A procedure now under development is intended to enable the precise alignment of sheet arrays of microscopic lenses with the end faces of a coherent bundle of as many as 1,000 single-mode optical fibers packed closely in a regular array (see Figure 1). In the original application that prompted this development, the precise assembly of lenses and optical fibers serves as a single-mode spatial filter for a visible-light nulling interferometer. The precision of alignment must be sufficient to limit any remaining wavefront error to a root-mean-square value of less than 1/10 of a wavelength of light. This wavefront-error limit translates to requirements to (1) ensure uniformity of both the lens and fiber arrays, (2) ensure that the lateral distance from the central axis of each lens and the corresponding optical fiber is no more than a fraction of a micron, (3) angularly align the lens-sheet planes and the fiber-bundle end faces to within a few arc seconds, and (4) axially align the lenses and the fiber-bundle end faces to within tens of microns of the focal distance.

Figure 1. The Problem Is To Align two sheet arrays of microscopic lenses with polished end faces of a bundle of optical fibers. The assembly of lenses and fibers is meant to act as a spatial filter.

Figure 2 depicts the apparatus used in the alignment procedure. The beam of light from a Zygo (or equivalent) interferometer is first compressed by a ratio of 20:1 so that upon its return to the interferometer, the beam will be magnified enough to enable measurement of wavefront quality. The apparatus includes relay lenses that enable imaging of the arrays of microscopic lenses in a charge-coupled-device (CCD) camera that is part of the interferometer. One of the arrays of microscopic lenses is mounted on a 6-axis stage, in proximity to the front face of the bundle of optical fibers. The bundle is mounted on a separate stage. A mirror is attached to the back face of the bundle of optical fibers for retroreflection of light. When a microscopic lens and a fiber are aligned with each other, the affected portion of the light is reflected back by the mirror, recollimated by the microscopic lens, transmitted through the relay lenses and the beam compressor/expander, then split so that half goes to a detector and half to the interferometer. The output of the detector is used as a feedback control signal for the six-axis stage to effect alignment.

### MATERIAL PROVIDED
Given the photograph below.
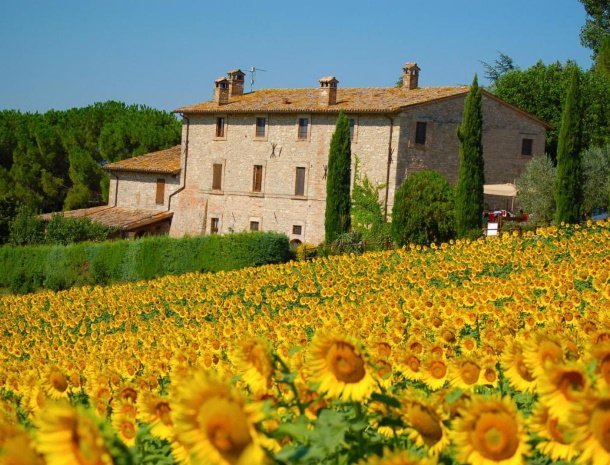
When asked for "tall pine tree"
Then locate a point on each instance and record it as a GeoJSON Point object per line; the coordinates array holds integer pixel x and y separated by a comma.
{"type": "Point", "coordinates": [471, 178]}
{"type": "Point", "coordinates": [337, 219]}
{"type": "Point", "coordinates": [569, 183]}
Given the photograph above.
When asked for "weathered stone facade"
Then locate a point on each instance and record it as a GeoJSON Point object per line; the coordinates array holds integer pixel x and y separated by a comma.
{"type": "Point", "coordinates": [396, 131]}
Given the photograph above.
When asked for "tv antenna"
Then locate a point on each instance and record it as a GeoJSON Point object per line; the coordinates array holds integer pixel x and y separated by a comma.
{"type": "Point", "coordinates": [253, 71]}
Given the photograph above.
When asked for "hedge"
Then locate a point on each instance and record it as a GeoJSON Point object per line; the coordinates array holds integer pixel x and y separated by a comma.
{"type": "Point", "coordinates": [26, 269]}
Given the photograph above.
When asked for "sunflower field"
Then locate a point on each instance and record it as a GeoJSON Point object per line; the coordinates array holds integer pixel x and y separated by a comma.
{"type": "Point", "coordinates": [495, 351]}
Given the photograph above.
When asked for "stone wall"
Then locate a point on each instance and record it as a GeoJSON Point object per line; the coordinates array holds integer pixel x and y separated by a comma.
{"type": "Point", "coordinates": [139, 190]}
{"type": "Point", "coordinates": [276, 208]}
{"type": "Point", "coordinates": [280, 153]}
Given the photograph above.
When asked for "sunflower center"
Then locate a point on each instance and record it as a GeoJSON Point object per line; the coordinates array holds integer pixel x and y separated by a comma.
{"type": "Point", "coordinates": [226, 427]}
{"type": "Point", "coordinates": [470, 372]}
{"type": "Point", "coordinates": [345, 363]}
{"type": "Point", "coordinates": [438, 369]}
{"type": "Point", "coordinates": [426, 423]}
{"type": "Point", "coordinates": [600, 424]}
{"type": "Point", "coordinates": [495, 436]}
{"type": "Point", "coordinates": [522, 369]}
{"type": "Point", "coordinates": [58, 381]}
{"type": "Point", "coordinates": [571, 383]}
{"type": "Point", "coordinates": [86, 443]}
{"type": "Point", "coordinates": [164, 413]}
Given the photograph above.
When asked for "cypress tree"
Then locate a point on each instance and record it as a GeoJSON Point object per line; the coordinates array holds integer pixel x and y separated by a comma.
{"type": "Point", "coordinates": [569, 183]}
{"type": "Point", "coordinates": [471, 177]}
{"type": "Point", "coordinates": [337, 218]}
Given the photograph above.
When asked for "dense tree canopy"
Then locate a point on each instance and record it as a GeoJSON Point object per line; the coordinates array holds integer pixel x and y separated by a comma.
{"type": "Point", "coordinates": [597, 24]}
{"type": "Point", "coordinates": [541, 90]}
{"type": "Point", "coordinates": [52, 161]}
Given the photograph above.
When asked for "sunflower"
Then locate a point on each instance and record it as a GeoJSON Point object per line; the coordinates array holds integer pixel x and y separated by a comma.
{"type": "Point", "coordinates": [515, 369]}
{"type": "Point", "coordinates": [435, 372]}
{"type": "Point", "coordinates": [212, 424]}
{"type": "Point", "coordinates": [558, 437]}
{"type": "Point", "coordinates": [424, 424]}
{"type": "Point", "coordinates": [340, 366]}
{"type": "Point", "coordinates": [592, 422]}
{"type": "Point", "coordinates": [19, 450]}
{"type": "Point", "coordinates": [254, 362]}
{"type": "Point", "coordinates": [490, 431]}
{"type": "Point", "coordinates": [561, 388]}
{"type": "Point", "coordinates": [156, 412]}
{"type": "Point", "coordinates": [404, 457]}
{"type": "Point", "coordinates": [70, 435]}
{"type": "Point", "coordinates": [54, 382]}
{"type": "Point", "coordinates": [465, 373]}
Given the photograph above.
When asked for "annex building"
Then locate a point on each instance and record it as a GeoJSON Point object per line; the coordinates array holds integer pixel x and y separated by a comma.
{"type": "Point", "coordinates": [258, 160]}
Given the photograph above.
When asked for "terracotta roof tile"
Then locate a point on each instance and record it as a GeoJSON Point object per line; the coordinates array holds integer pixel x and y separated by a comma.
{"type": "Point", "coordinates": [164, 162]}
{"type": "Point", "coordinates": [354, 100]}
{"type": "Point", "coordinates": [115, 217]}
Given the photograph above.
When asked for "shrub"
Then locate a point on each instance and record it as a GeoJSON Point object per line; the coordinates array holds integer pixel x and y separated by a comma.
{"type": "Point", "coordinates": [26, 228]}
{"type": "Point", "coordinates": [24, 269]}
{"type": "Point", "coordinates": [423, 210]}
{"type": "Point", "coordinates": [61, 230]}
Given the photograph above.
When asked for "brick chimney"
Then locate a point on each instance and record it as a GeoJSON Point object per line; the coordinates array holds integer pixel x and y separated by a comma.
{"type": "Point", "coordinates": [410, 76]}
{"type": "Point", "coordinates": [236, 82]}
{"type": "Point", "coordinates": [221, 91]}
{"type": "Point", "coordinates": [327, 93]}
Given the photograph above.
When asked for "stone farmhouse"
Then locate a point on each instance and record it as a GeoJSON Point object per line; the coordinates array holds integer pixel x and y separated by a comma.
{"type": "Point", "coordinates": [258, 160]}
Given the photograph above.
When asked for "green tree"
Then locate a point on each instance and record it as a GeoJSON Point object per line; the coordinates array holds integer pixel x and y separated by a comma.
{"type": "Point", "coordinates": [541, 91]}
{"type": "Point", "coordinates": [535, 188]}
{"type": "Point", "coordinates": [602, 61]}
{"type": "Point", "coordinates": [337, 218]}
{"type": "Point", "coordinates": [423, 210]}
{"type": "Point", "coordinates": [471, 176]}
{"type": "Point", "coordinates": [568, 184]}
{"type": "Point", "coordinates": [596, 173]}
{"type": "Point", "coordinates": [367, 210]}
{"type": "Point", "coordinates": [597, 24]}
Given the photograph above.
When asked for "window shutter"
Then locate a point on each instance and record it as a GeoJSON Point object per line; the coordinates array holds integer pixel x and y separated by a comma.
{"type": "Point", "coordinates": [160, 200]}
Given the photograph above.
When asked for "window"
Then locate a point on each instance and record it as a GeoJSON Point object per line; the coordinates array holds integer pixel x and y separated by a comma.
{"type": "Point", "coordinates": [261, 126]}
{"type": "Point", "coordinates": [160, 198]}
{"type": "Point", "coordinates": [257, 178]}
{"type": "Point", "coordinates": [220, 126]}
{"type": "Point", "coordinates": [299, 185]}
{"type": "Point", "coordinates": [303, 128]}
{"type": "Point", "coordinates": [214, 225]}
{"type": "Point", "coordinates": [420, 133]}
{"type": "Point", "coordinates": [527, 146]}
{"type": "Point", "coordinates": [217, 177]}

### EXERCISE
Copy the lens-alignment text starting at "Figure 1. The" and stopping after "a spatial filter.", and swap "polished" for "cleaved". Rely only on the text; leave the records aside.

### THE RESULT
Figure 1. The Problem Is To Align two sheet arrays of microscopic lenses with cleaved end faces of a bundle of optical fibers. The assembly of lenses and fibers is meant to act as a spatial filter.